- DO THIS -
Reproduce the data word for word, starting at its first line and ending at the line that contains "33,117 -> 863,579". Leave the pictures out of your copy.

Detection annotation records
————
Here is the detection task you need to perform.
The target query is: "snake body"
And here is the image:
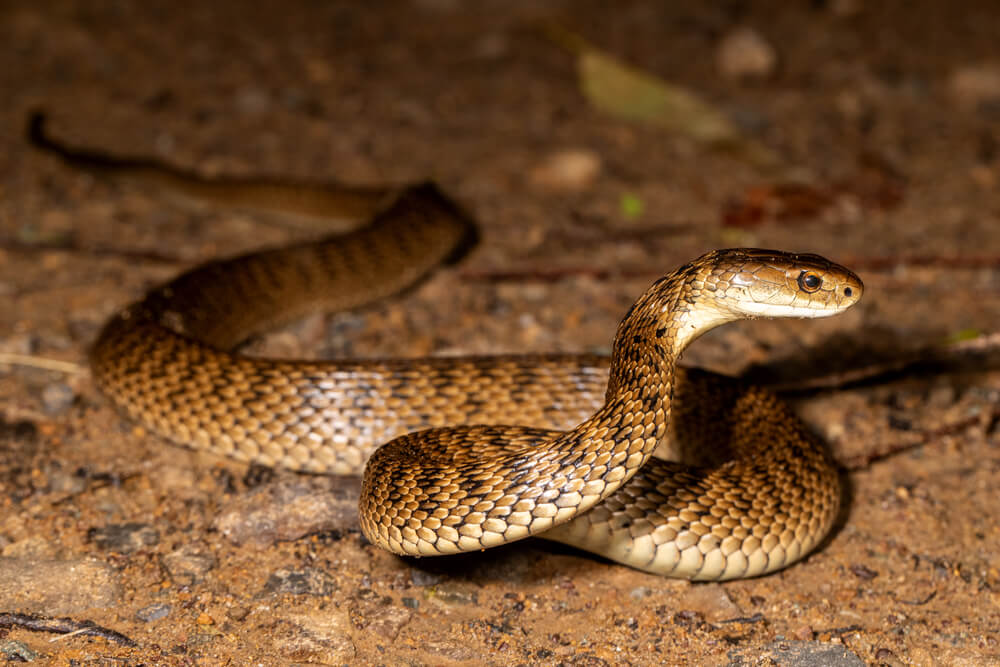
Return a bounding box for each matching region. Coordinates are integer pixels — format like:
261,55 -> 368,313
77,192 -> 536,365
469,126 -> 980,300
33,117 -> 863,579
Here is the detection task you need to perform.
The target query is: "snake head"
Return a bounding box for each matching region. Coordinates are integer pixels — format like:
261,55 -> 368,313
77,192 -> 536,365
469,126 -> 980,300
704,248 -> 864,318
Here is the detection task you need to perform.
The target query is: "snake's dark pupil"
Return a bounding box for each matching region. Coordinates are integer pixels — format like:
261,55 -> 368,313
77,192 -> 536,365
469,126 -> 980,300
799,272 -> 823,292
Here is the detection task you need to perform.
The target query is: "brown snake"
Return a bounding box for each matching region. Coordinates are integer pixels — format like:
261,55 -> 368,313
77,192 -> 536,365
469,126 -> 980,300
32,113 -> 863,579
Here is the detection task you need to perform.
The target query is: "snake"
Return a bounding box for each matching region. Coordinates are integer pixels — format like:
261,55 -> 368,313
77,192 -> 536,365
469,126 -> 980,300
30,117 -> 864,580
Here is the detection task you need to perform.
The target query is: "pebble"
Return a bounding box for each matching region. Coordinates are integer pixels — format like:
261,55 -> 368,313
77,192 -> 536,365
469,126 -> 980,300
715,27 -> 778,79
948,65 -> 1000,109
0,641 -> 39,662
42,382 -> 76,416
432,581 -> 479,605
410,567 -> 444,586
273,609 -> 357,665
528,148 -> 602,192
162,544 -> 217,586
135,603 -> 170,623
735,641 -> 865,667
212,477 -> 360,546
351,603 -> 413,641
0,535 -> 58,560
87,522 -> 160,554
0,558 -> 122,615
677,584 -> 744,623
264,567 -> 337,596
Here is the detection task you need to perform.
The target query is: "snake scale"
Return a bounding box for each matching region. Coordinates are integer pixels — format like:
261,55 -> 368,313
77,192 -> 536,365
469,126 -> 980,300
31,117 -> 863,580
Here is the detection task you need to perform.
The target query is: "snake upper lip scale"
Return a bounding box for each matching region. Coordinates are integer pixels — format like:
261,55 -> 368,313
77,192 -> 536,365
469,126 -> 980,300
31,119 -> 863,579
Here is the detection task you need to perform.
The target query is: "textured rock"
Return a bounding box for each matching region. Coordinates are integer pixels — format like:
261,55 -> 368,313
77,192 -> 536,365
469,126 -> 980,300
0,558 -> 122,615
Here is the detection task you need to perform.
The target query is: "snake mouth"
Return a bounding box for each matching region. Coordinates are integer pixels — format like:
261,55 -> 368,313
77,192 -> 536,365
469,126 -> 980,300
740,302 -> 860,320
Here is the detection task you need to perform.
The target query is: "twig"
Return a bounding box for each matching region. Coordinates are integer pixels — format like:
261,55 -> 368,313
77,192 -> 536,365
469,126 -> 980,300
0,352 -> 87,375
0,612 -> 139,647
840,410 -> 1000,472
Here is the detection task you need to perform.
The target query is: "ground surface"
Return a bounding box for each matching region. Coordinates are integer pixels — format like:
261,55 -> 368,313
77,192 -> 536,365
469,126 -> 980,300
0,0 -> 1000,665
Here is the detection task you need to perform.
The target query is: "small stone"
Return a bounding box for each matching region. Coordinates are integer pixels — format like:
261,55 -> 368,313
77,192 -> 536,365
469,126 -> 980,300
432,581 -> 479,605
528,148 -> 601,192
410,568 -> 443,586
135,603 -> 170,623
274,609 -> 356,665
351,603 -> 413,641
264,567 -> 337,595
0,641 -> 39,662
87,522 -> 160,554
678,584 -> 744,623
213,477 -> 360,546
744,641 -> 865,667
715,27 -> 778,79
162,544 -> 216,586
0,535 -> 59,560
948,64 -> 1000,109
226,605 -> 250,621
42,382 -> 76,416
0,558 -> 122,615
628,586 -> 653,600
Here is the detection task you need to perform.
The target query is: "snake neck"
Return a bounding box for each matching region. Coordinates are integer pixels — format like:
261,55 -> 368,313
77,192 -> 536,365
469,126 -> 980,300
606,264 -> 737,407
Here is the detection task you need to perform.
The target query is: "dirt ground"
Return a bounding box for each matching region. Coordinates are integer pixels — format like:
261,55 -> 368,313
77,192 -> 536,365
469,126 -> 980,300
0,0 -> 1000,665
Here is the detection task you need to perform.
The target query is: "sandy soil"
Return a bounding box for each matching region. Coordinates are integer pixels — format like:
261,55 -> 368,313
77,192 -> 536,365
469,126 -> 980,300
0,0 -> 1000,665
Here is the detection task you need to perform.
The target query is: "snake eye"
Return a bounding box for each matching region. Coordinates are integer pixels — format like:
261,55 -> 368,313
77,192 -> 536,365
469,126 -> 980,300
799,271 -> 823,294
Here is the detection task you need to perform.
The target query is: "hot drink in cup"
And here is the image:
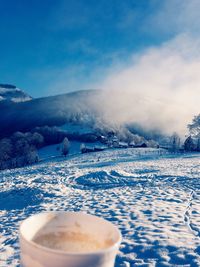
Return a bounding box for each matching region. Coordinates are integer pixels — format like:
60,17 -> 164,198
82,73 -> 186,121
20,212 -> 121,267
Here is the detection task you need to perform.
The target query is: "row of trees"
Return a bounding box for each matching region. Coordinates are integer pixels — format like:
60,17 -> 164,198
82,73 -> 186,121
0,132 -> 44,170
0,129 -> 70,170
170,114 -> 200,152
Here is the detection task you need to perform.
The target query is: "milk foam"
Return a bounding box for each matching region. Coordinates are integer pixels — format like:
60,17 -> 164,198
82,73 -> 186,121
33,231 -> 113,253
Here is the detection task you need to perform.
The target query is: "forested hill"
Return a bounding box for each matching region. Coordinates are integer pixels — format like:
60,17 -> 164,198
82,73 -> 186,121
0,90 -> 99,138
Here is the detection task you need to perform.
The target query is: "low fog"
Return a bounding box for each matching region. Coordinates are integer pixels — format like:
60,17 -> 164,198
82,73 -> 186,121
93,35 -> 200,136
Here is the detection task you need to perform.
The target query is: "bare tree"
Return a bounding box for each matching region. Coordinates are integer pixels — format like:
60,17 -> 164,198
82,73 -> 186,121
170,133 -> 181,152
188,114 -> 200,137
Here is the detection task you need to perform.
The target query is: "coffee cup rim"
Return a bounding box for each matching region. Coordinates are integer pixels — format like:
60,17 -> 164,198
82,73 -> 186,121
19,211 -> 122,256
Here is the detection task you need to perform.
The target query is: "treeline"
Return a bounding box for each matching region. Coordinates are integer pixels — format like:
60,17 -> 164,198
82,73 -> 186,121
0,126 -> 98,170
0,132 -> 44,170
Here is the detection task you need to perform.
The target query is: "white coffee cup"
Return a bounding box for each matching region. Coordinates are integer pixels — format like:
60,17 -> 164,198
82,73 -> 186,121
20,211 -> 122,267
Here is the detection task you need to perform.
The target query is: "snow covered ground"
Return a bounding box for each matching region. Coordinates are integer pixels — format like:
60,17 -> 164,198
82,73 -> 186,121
0,148 -> 200,267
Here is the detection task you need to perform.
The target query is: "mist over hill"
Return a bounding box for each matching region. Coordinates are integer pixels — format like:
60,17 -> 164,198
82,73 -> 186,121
0,85 -> 167,144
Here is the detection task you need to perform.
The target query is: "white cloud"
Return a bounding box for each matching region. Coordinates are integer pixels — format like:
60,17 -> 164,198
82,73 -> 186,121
92,35 -> 200,135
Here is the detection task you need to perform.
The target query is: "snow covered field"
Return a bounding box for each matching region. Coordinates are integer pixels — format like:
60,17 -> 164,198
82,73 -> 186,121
0,148 -> 200,267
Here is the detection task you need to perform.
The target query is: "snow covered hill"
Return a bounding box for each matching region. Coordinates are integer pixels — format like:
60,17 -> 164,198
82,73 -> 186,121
0,84 -> 32,103
0,148 -> 200,267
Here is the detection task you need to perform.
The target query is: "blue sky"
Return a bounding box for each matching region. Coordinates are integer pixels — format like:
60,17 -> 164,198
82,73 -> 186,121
0,0 -> 199,97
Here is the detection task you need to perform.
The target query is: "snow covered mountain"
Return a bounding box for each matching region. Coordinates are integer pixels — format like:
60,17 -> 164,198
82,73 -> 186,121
0,84 -> 32,103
————
- THE ANSWER -
Here is the detection task you need to perform.
The target query is: "snake body"
And here is the image:
Return a bounding box for each matching region. Coordinates are integer pixels — format like:
261,55 -> 368,313
77,192 -> 536,365
469,126 -> 980,300
33,117 -> 863,579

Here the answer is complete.